**Problem details**
Lines from the listing below that contain the string "front" are to be reported.

**Input data**
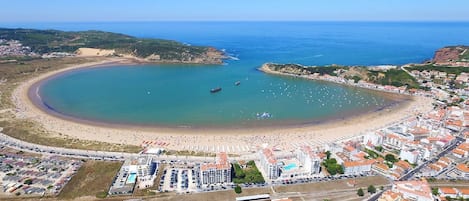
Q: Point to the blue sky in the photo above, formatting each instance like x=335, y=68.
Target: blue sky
x=236, y=10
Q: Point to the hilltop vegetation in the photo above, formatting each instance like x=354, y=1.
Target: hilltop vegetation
x=394, y=77
x=446, y=69
x=46, y=41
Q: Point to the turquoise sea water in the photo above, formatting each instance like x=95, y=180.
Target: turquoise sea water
x=178, y=95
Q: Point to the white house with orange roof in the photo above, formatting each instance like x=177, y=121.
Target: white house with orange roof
x=410, y=154
x=218, y=172
x=418, y=190
x=461, y=151
x=269, y=164
x=311, y=161
x=357, y=167
x=391, y=196
x=448, y=192
x=462, y=170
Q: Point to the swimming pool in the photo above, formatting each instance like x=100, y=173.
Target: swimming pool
x=131, y=179
x=289, y=167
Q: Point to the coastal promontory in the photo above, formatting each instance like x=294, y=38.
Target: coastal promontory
x=42, y=43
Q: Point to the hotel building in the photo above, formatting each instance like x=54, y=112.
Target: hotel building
x=310, y=160
x=218, y=172
x=269, y=164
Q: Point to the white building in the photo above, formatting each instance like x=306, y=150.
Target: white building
x=269, y=164
x=142, y=166
x=218, y=172
x=413, y=190
x=310, y=160
x=357, y=167
x=410, y=154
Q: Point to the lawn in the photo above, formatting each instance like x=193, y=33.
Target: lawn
x=93, y=178
x=250, y=174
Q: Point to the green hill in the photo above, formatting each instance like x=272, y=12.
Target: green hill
x=45, y=41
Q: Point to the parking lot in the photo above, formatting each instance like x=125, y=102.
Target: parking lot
x=181, y=180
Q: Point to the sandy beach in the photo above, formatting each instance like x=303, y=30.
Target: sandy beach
x=210, y=140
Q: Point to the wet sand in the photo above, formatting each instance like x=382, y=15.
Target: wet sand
x=232, y=140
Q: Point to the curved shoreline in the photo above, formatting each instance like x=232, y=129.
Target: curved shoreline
x=200, y=139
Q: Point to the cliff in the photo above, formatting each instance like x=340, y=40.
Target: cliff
x=451, y=54
x=106, y=43
x=386, y=76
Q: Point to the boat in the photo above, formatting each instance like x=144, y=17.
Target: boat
x=264, y=115
x=215, y=90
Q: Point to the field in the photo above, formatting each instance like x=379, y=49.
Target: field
x=447, y=69
x=14, y=72
x=93, y=178
x=333, y=190
x=44, y=41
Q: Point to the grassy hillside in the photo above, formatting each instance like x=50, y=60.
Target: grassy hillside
x=447, y=69
x=394, y=77
x=43, y=41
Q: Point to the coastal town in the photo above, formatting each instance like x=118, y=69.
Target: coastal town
x=423, y=155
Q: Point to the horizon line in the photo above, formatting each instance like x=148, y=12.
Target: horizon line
x=116, y=21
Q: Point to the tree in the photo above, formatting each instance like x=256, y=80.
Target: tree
x=435, y=191
x=379, y=148
x=238, y=189
x=371, y=189
x=28, y=181
x=360, y=192
x=390, y=157
x=328, y=154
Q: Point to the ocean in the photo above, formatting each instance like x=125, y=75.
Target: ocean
x=178, y=95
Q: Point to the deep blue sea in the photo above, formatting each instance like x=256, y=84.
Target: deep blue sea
x=179, y=95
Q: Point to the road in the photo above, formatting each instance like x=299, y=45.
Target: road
x=444, y=152
x=14, y=143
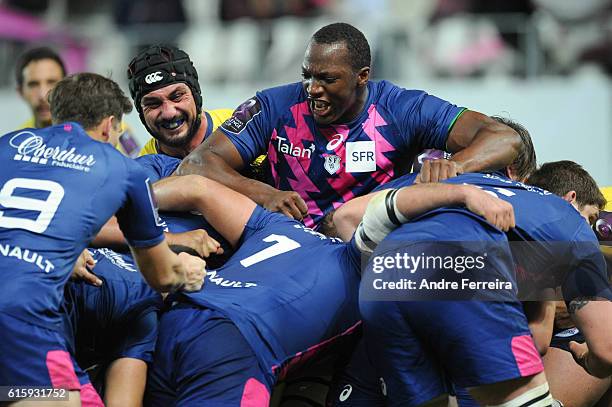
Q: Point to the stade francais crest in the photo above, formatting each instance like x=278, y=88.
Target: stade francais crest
x=332, y=163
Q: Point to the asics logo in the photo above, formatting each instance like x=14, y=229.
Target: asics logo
x=153, y=77
x=346, y=392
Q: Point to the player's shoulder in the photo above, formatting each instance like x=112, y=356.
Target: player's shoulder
x=284, y=94
x=385, y=89
x=218, y=116
x=264, y=222
x=150, y=147
x=157, y=166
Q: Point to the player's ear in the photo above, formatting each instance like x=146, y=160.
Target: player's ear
x=363, y=75
x=106, y=128
x=570, y=197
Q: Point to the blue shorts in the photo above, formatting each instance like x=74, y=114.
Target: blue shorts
x=358, y=385
x=562, y=338
x=31, y=355
x=421, y=346
x=201, y=358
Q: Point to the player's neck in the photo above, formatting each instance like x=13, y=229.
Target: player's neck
x=182, y=152
x=357, y=107
x=39, y=124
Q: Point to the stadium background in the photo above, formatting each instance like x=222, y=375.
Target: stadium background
x=544, y=63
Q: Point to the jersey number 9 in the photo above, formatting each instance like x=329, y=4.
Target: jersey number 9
x=46, y=207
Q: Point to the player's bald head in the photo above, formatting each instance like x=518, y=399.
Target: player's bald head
x=356, y=43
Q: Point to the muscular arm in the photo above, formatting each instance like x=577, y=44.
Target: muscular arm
x=226, y=210
x=594, y=319
x=217, y=158
x=417, y=199
x=165, y=271
x=125, y=383
x=481, y=143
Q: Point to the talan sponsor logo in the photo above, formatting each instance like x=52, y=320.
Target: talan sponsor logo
x=32, y=148
x=28, y=256
x=286, y=147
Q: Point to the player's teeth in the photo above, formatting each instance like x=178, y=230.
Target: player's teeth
x=173, y=125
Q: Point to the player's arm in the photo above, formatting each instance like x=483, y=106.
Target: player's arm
x=594, y=319
x=217, y=158
x=390, y=208
x=479, y=143
x=225, y=209
x=540, y=317
x=112, y=237
x=163, y=270
x=125, y=383
x=166, y=271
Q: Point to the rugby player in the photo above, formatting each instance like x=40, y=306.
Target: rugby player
x=52, y=182
x=579, y=268
x=337, y=135
x=37, y=71
x=230, y=345
x=165, y=89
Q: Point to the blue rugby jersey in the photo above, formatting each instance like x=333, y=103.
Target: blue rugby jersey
x=561, y=248
x=287, y=288
x=117, y=319
x=57, y=188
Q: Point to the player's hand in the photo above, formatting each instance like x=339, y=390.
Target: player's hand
x=195, y=271
x=198, y=240
x=289, y=203
x=82, y=269
x=580, y=353
x=438, y=170
x=496, y=211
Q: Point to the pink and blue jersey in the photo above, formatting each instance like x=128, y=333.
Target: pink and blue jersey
x=57, y=188
x=330, y=165
x=551, y=243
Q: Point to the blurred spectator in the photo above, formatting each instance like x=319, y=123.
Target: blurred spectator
x=29, y=6
x=36, y=72
x=267, y=9
x=573, y=32
x=141, y=20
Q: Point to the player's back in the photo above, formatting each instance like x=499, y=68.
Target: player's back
x=55, y=194
x=119, y=318
x=286, y=287
x=551, y=239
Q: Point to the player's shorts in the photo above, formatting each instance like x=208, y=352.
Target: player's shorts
x=562, y=338
x=202, y=359
x=419, y=346
x=31, y=355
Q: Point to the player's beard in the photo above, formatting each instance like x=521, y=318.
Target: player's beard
x=181, y=141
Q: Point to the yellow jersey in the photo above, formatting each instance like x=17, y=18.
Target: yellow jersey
x=216, y=117
x=125, y=131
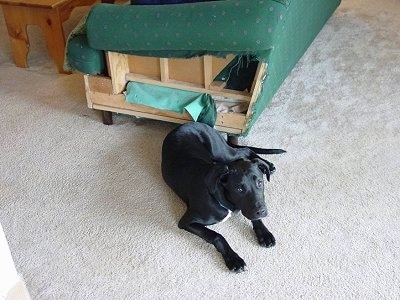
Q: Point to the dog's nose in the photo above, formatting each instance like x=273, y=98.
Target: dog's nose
x=261, y=213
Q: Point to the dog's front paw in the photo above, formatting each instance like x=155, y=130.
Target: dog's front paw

**Output of the task**
Q: Point to the dog's front paw in the photo above, formatting each instance like x=155, y=130.
Target: dog's front paw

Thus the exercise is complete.